Work to complete -
1. Reproduce the blog post about going to Depauw word for word, starting at "Today and tomorrow" and ending at "wild kid ;)".
2. Write the next part of the blog post about going to Depauw, picking up right after its final sentence.

Source text -
*****

I also got my tires slashed. I’m not sure who…but now I can change a tire in under 10 minutes and I’m gonna learn how to change brake pads. Ever since I’ve had nightmares of two different things. One that I’ll get another flat tire, and the other having to do with being out at Depauw. As of now no one at Depauw knows I’m #teampenis but I was totally planning on it but a few things have made me hesitant. For one I’m going to be rooming with two other swimmers that I’m afraid I might weird out. Not that I’m super flamboyant about my sexual preference it’s a concern. Also I’ve found Depauw isn’t necessarily a gay paradise. My blog friend Sam who heard from a twitter follower about a article that makes me a bit nervous. In a way I feel I won’t be dressing up as a drag queen so I won’t encounter as harsh reactions but what if I do? I’m not worrying too much about this but another thing about this article and situation. I think that if I am out at Depauw I’ll try actively to put a good face to the gay stereotype…hopefully.

Today and tomorrow is a ultimate frisbee tournament and I played for about 5 hours with no breaks because we were low on subs so I’m sore as fuck. Thus why I’m writing a post in bed in my boxers on a Friday night. I sure am a wild kid ;)

*****

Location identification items

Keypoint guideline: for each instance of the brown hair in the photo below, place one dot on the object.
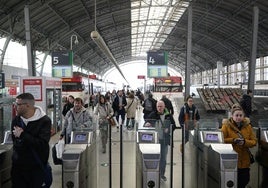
(236, 107)
(78, 99)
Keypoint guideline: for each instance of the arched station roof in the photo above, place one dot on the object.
(221, 30)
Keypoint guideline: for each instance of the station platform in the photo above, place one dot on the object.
(129, 150)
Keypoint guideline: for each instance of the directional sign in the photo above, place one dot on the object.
(2, 80)
(141, 77)
(62, 64)
(157, 64)
(156, 58)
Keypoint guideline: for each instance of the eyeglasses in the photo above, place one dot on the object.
(19, 104)
(238, 115)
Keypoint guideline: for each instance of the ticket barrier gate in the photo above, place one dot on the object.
(147, 159)
(5, 161)
(262, 152)
(77, 158)
(206, 134)
(222, 166)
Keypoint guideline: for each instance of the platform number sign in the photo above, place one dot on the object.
(2, 80)
(157, 64)
(62, 63)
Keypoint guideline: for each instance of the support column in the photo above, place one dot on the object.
(189, 52)
(252, 62)
(31, 64)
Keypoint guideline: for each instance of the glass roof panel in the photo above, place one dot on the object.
(152, 21)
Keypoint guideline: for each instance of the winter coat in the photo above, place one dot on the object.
(116, 103)
(67, 107)
(74, 120)
(35, 137)
(230, 129)
(168, 105)
(131, 107)
(185, 114)
(163, 134)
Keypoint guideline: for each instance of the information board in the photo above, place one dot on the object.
(157, 64)
(62, 64)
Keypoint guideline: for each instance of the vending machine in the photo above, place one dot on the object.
(47, 94)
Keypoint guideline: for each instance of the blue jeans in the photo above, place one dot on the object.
(163, 158)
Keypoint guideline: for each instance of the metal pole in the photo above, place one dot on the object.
(171, 157)
(182, 157)
(121, 156)
(110, 155)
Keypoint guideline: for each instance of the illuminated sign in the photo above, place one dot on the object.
(62, 64)
(157, 64)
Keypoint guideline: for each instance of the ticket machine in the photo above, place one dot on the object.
(206, 134)
(79, 160)
(147, 158)
(147, 169)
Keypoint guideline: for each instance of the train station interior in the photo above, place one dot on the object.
(214, 51)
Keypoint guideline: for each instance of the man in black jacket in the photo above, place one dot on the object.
(246, 103)
(165, 123)
(119, 104)
(30, 134)
(168, 104)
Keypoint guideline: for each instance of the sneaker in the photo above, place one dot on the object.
(164, 178)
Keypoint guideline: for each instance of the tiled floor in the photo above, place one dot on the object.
(129, 160)
(129, 156)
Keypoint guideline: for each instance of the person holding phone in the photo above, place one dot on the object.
(238, 131)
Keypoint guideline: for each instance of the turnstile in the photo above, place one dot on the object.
(205, 139)
(222, 166)
(79, 161)
(74, 162)
(148, 158)
(262, 153)
(205, 134)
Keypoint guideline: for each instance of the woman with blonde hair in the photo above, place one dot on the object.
(238, 131)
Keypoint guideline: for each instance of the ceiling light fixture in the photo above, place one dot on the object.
(96, 37)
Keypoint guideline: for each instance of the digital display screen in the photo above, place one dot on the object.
(147, 137)
(81, 137)
(212, 137)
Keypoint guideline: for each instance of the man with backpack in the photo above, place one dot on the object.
(149, 105)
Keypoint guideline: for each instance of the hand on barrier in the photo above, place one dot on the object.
(239, 141)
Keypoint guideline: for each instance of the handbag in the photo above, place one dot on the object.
(56, 160)
(112, 121)
(251, 156)
(47, 171)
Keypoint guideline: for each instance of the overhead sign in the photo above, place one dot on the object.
(92, 76)
(156, 58)
(141, 77)
(2, 80)
(157, 64)
(62, 64)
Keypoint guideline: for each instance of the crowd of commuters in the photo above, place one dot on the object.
(31, 128)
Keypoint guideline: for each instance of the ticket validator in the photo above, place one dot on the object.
(77, 160)
(148, 159)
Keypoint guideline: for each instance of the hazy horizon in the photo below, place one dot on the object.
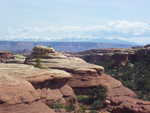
(122, 21)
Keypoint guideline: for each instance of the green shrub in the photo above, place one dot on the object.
(56, 105)
(38, 63)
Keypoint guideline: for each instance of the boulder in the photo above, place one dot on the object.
(5, 56)
(26, 88)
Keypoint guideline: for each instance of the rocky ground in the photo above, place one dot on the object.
(50, 81)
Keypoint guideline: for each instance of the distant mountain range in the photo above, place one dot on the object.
(24, 46)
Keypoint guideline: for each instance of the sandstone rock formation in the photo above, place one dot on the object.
(84, 76)
(30, 89)
(5, 56)
(26, 89)
(114, 56)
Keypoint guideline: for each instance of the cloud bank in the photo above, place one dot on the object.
(133, 32)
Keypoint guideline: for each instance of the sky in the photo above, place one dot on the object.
(75, 20)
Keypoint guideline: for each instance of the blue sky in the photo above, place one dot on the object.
(55, 20)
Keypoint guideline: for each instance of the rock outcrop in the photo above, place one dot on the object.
(84, 76)
(28, 89)
(5, 56)
(114, 56)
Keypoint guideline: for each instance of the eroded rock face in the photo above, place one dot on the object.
(5, 56)
(78, 68)
(26, 87)
(119, 98)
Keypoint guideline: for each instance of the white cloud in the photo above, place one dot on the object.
(138, 32)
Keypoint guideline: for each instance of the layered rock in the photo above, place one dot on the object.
(5, 56)
(28, 89)
(81, 71)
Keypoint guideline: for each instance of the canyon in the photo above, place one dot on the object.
(47, 81)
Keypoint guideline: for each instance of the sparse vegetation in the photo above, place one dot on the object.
(38, 63)
(95, 98)
(135, 75)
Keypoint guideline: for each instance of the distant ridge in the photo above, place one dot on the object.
(26, 46)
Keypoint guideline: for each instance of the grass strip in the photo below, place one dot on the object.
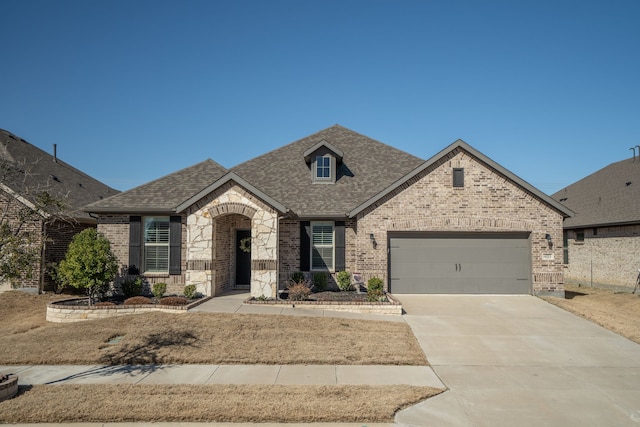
(209, 403)
(198, 338)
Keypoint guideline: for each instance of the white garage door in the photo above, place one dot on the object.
(460, 263)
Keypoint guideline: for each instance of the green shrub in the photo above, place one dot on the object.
(159, 289)
(105, 304)
(375, 283)
(89, 264)
(174, 301)
(190, 291)
(344, 280)
(138, 300)
(297, 277)
(320, 281)
(132, 287)
(375, 290)
(299, 291)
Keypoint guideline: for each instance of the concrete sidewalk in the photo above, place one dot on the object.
(226, 374)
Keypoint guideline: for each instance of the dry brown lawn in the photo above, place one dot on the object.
(616, 311)
(202, 403)
(26, 338)
(198, 338)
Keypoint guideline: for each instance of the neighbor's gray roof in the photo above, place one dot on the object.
(164, 194)
(368, 166)
(35, 170)
(610, 196)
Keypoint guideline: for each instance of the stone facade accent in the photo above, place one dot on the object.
(57, 236)
(607, 256)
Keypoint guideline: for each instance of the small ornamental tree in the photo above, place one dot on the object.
(89, 264)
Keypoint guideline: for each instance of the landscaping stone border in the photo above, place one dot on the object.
(393, 307)
(59, 312)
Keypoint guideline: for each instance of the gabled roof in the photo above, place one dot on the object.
(338, 153)
(460, 144)
(368, 166)
(164, 194)
(34, 170)
(610, 196)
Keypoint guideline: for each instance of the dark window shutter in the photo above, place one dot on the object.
(458, 177)
(175, 244)
(339, 246)
(135, 239)
(305, 246)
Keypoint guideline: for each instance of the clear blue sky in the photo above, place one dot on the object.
(133, 90)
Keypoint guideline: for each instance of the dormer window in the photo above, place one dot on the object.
(323, 159)
(323, 168)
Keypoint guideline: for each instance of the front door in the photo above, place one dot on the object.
(243, 257)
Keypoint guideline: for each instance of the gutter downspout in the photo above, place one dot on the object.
(43, 251)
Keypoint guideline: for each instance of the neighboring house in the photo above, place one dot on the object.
(602, 240)
(28, 171)
(338, 200)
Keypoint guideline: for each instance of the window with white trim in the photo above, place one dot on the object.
(322, 246)
(323, 168)
(156, 244)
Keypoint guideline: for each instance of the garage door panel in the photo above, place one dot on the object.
(471, 263)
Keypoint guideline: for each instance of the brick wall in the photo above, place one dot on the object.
(487, 202)
(608, 256)
(59, 236)
(116, 229)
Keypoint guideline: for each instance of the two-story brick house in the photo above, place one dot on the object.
(338, 200)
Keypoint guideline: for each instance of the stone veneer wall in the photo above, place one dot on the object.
(116, 229)
(487, 202)
(12, 212)
(207, 244)
(607, 257)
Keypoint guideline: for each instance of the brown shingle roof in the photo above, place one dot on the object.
(607, 197)
(368, 167)
(36, 170)
(163, 194)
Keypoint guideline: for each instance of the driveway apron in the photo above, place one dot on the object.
(520, 361)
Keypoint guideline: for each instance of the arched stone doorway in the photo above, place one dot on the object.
(230, 238)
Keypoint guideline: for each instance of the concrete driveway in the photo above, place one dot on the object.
(519, 361)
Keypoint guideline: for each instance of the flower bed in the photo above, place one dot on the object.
(341, 301)
(78, 309)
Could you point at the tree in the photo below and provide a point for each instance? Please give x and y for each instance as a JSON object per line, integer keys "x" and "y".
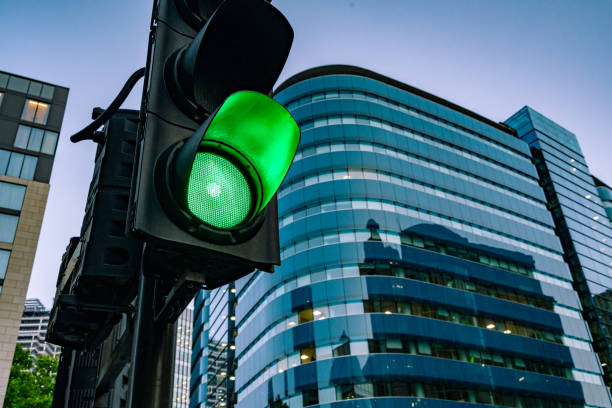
{"x": 32, "y": 380}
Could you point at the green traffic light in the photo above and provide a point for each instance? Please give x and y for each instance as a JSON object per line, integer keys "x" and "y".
{"x": 213, "y": 184}
{"x": 242, "y": 159}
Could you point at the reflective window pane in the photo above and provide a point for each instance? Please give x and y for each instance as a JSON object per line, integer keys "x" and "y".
{"x": 11, "y": 195}
{"x": 23, "y": 134}
{"x": 4, "y": 257}
{"x": 15, "y": 163}
{"x": 18, "y": 84}
{"x": 4, "y": 158}
{"x": 35, "y": 88}
{"x": 3, "y": 80}
{"x": 8, "y": 227}
{"x": 29, "y": 167}
{"x": 29, "y": 110}
{"x": 49, "y": 142}
{"x": 47, "y": 91}
{"x": 35, "y": 141}
{"x": 42, "y": 113}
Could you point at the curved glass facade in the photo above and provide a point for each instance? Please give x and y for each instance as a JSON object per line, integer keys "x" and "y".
{"x": 420, "y": 264}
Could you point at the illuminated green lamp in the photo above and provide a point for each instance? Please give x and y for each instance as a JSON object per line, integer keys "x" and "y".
{"x": 229, "y": 170}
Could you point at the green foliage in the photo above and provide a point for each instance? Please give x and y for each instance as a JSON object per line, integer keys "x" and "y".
{"x": 32, "y": 380}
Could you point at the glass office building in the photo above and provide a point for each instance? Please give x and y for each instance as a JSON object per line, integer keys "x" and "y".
{"x": 605, "y": 194}
{"x": 420, "y": 264}
{"x": 580, "y": 218}
{"x": 213, "y": 364}
{"x": 31, "y": 114}
{"x": 182, "y": 359}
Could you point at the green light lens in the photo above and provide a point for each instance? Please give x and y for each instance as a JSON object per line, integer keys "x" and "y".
{"x": 264, "y": 132}
{"x": 217, "y": 192}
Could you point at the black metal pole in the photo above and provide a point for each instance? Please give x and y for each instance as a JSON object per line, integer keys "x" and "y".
{"x": 151, "y": 372}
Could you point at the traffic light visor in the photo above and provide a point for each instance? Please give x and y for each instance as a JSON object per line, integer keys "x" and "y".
{"x": 242, "y": 159}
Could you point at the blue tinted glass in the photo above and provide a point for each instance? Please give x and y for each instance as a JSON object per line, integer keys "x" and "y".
{"x": 4, "y": 256}
{"x": 29, "y": 167}
{"x": 49, "y": 142}
{"x": 11, "y": 195}
{"x": 4, "y": 158}
{"x": 15, "y": 163}
{"x": 23, "y": 134}
{"x": 8, "y": 226}
{"x": 35, "y": 139}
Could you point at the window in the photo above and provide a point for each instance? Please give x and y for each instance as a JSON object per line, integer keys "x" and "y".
{"x": 8, "y": 227}
{"x": 18, "y": 84}
{"x": 11, "y": 195}
{"x": 35, "y": 139}
{"x": 36, "y": 112}
{"x": 307, "y": 355}
{"x": 17, "y": 164}
{"x": 4, "y": 256}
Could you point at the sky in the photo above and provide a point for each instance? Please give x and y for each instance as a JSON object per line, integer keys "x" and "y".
{"x": 492, "y": 57}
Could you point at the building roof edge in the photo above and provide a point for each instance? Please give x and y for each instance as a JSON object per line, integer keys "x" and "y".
{"x": 339, "y": 69}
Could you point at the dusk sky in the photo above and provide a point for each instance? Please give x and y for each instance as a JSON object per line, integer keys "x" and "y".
{"x": 492, "y": 57}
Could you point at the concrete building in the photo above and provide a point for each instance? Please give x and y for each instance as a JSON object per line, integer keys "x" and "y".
{"x": 31, "y": 114}
{"x": 33, "y": 329}
{"x": 420, "y": 265}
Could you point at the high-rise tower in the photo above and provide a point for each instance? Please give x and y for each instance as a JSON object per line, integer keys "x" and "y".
{"x": 580, "y": 217}
{"x": 419, "y": 262}
{"x": 31, "y": 114}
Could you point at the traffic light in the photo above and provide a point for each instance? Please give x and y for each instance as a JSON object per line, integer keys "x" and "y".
{"x": 213, "y": 148}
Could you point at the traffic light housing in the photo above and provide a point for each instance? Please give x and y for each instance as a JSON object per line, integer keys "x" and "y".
{"x": 213, "y": 148}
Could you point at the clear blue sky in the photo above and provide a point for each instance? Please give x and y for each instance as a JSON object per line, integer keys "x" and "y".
{"x": 492, "y": 57}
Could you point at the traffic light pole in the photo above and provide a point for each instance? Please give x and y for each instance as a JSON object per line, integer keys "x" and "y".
{"x": 152, "y": 365}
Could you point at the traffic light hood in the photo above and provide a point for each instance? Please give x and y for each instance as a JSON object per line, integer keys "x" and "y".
{"x": 244, "y": 45}
{"x": 229, "y": 170}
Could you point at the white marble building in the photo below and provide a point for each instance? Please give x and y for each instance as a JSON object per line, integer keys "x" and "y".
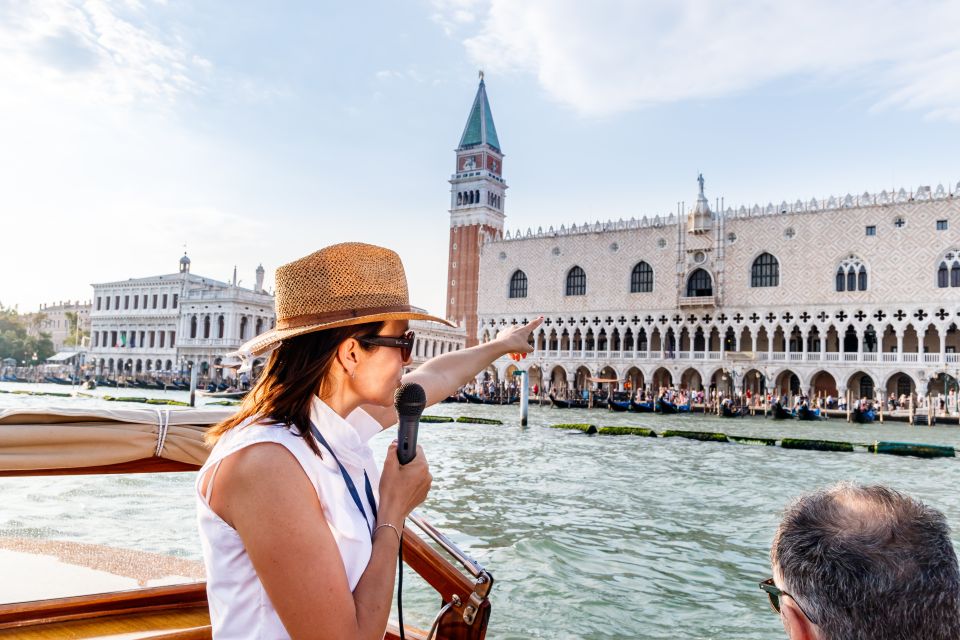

*****

Per-task answers -
1.
Today and tomorrow is a ultimate frisbee tournament and I played for about 5 hours with no breaks because we were low on subs so I’m sore as fuck. Thus why I’m writing a post in bed in my boxers on a Friday night. I sure am a wild kid ;)

2.
Lastly I want to share some music that I’m really digging:

3LAU is the best DJ out there

Set fire

Also James Blunt is fantastic even though this is old

Pride

It’s been almost 10 months since I first came out and I have to say I have grown so much more comfortable with my sexual orientation. Even though it’s still a rather controversial thing to be gay I’m so lucky to have been blessed with family and friends who care and love me whether I like penises or vaginas. This isn’t to say I’ve changed who I am outwardly but I have come to know who and what I am and I’m becoming comfortable with it. So much so that I am 98% sure I want to attend MNPride this summer. I think theirs a parade and general festival so I think it would be pretty sweet to go check it out with a friend or two. What do you guys know about Pride festivals? Worth it? What should I expect?

Quick note as well: Follow me on twitter!! I tweet so much more now so it’s kind of worth following.

 

Back at it

Long time no write. Hope y’all missed me like I missed your comments and stuff. At first I didn’t want to keep at the blog because it reminds me of a lot of happy things that are long dead and gone. And I’m not looking back at my past which hasn’t been very good the past 2 months or so. Fuck the past, it’s not coming back.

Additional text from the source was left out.